■ Exercise requirements ■
Reproduce every one of the entries below word for word, leaving the image out of your copy.

■ Supplied entries ■
____
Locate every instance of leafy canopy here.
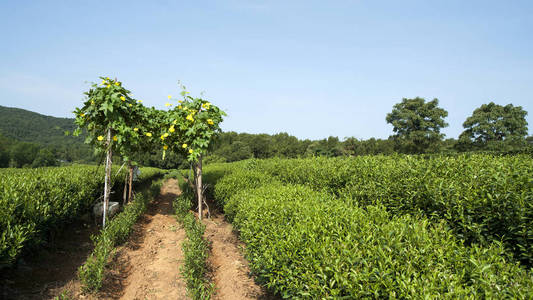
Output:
[386,97,448,153]
[459,102,528,145]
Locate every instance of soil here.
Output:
[0,179,276,300]
[98,179,186,299]
[202,203,277,300]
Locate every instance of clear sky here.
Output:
[0,0,533,139]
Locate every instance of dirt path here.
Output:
[100,179,187,299]
[203,204,275,300]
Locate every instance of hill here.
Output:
[0,106,85,147]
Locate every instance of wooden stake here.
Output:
[122,173,129,205]
[196,156,203,220]
[128,162,133,202]
[102,128,113,228]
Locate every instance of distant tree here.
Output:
[459,102,528,150]
[386,97,448,153]
[11,143,40,168]
[31,148,59,168]
[217,141,252,162]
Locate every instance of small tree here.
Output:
[459,102,528,148]
[74,77,144,227]
[386,97,448,153]
[159,86,226,219]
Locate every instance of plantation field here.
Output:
[204,154,533,299]
[0,165,163,265]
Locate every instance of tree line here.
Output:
[0,97,533,169]
[203,97,533,162]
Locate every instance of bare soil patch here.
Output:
[99,179,186,299]
[202,203,277,300]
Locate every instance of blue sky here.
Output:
[0,0,533,139]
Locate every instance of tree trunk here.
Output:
[128,162,133,202]
[122,173,129,205]
[102,128,113,228]
[196,156,203,220]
____
■ Task response ■
Locate every instance of leafy canopy here.
Output:
[386,97,448,153]
[459,102,528,145]
Locate every instance of soil here.
Output:
[0,179,276,300]
[98,179,186,299]
[202,203,277,300]
Locate every instance of clear sky here.
Output:
[0,0,533,139]
Locate every instance of dirt path here.
Output:
[100,179,187,299]
[203,204,275,300]
Locate every instance of hill here.
Output:
[0,106,85,147]
Locate every instance of wooden stake here.
Output:
[122,173,129,205]
[196,156,203,220]
[128,162,133,202]
[102,128,113,228]
Locate every instance of distant tree here.
Output:
[459,102,528,150]
[386,97,448,153]
[11,143,40,168]
[31,148,59,168]
[217,141,252,162]
Locate every instance of small tree here.
Output:
[459,102,528,148]
[74,77,144,227]
[386,97,448,153]
[159,86,226,219]
Locate every instance of plantation field here.
Output:
[204,154,533,299]
[0,165,163,265]
Locate every instance of tree line here.
Output:
[0,97,533,169]
[203,97,533,162]
Locate every instance of bare soil patch here.
Output:
[99,179,186,299]
[202,203,277,300]
Locate every instance of blue sky here.
Output:
[0,0,533,139]
Locate every instance of tree trunk here.
Output:
[128,162,133,202]
[122,173,129,205]
[102,128,113,228]
[196,156,203,220]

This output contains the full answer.